Yet all of these cultures produced theological writings, i.e., reflections on God / the gods, and the rest of cosmology. I think it's more accurate to say that there was no theology that defined religion.

Of course, not hardly anyone read and/or believed these theologies, and people today are much the same. Everyone ignores good theology, and just practices the religions.
 

LegionOnomaMoi

Veteran Member
Premium Member
Yet all of these cultures produced theological writings, i.e., reflections on God / the gods, and the rest of cosmology.
Not really. That is, theology is a discipline, not just writing about the gods. In antiquity, such writings did exist but were philosophical and fell under philosophy. That was a major reason for Christianity's success and one reason for later changes to it and paganism. Later neoplatonism, the attempt at reinvigorating paganism by the emperor Julian, the appearance of savior deities like Mithras or sacrificial gods like Attis began largely if not entirely as a reaction against a Christian religion which possessed a "unified" belief system (in that it wasn't mainly a series of practices but a system of beliefs, not in that there was only one form) and scriptures. In fact, Christianity was in may ways a religious expression of Greek philosophy on top of the scriptural structure of Judaism. This is an oversimplification, but it highlights a central difference between the expression of Christian religious thought and the wider religious beliefs and practices of that time (and most times). Religion, for most of time and in most cultures was something one did. There wasn't a word for it (and for those, like Herodotus, who sought to describe the "religion" of other peoples, it was a matter of what deities they worshipped and how) because there really wasn't anything to differentiate it from culture. It was part of the judicial system. Part of the legal system. Part of the political system. Part of one's family. To be an atheist described what one didn't do, not what one didn't believe.
=-=-=-=-=
Problem description: Copy verbatim the portion of the passage on theology between "Of course, not" and "practices the religions.", inclusive. Rely solely on the passage on theology; draw on no outside sources.

Supplied information:
=-=-=-=-=
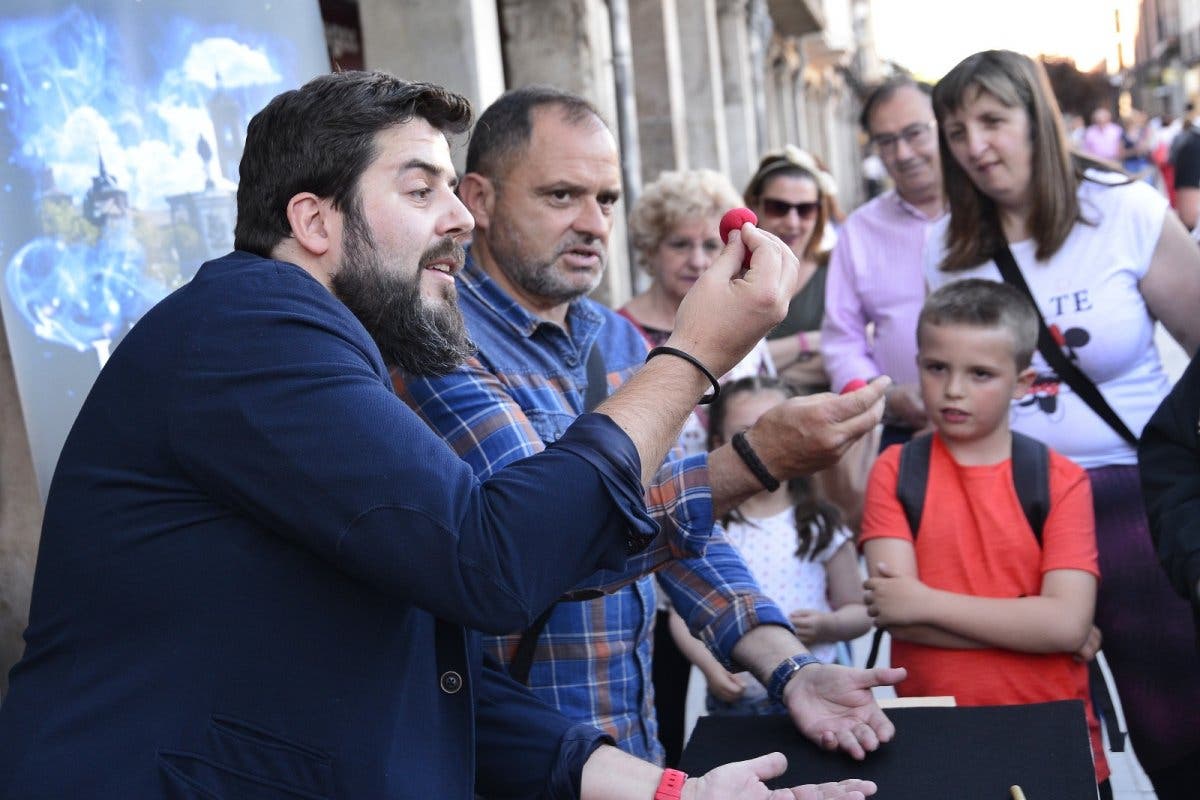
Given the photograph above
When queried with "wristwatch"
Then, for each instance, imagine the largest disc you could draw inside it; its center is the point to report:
=-=-=-=-=
Answer in full:
Of course, not hardly anyone read and/or believed these theologies, and people today are much the same. Everyone ignores good theology, and just practices the religions.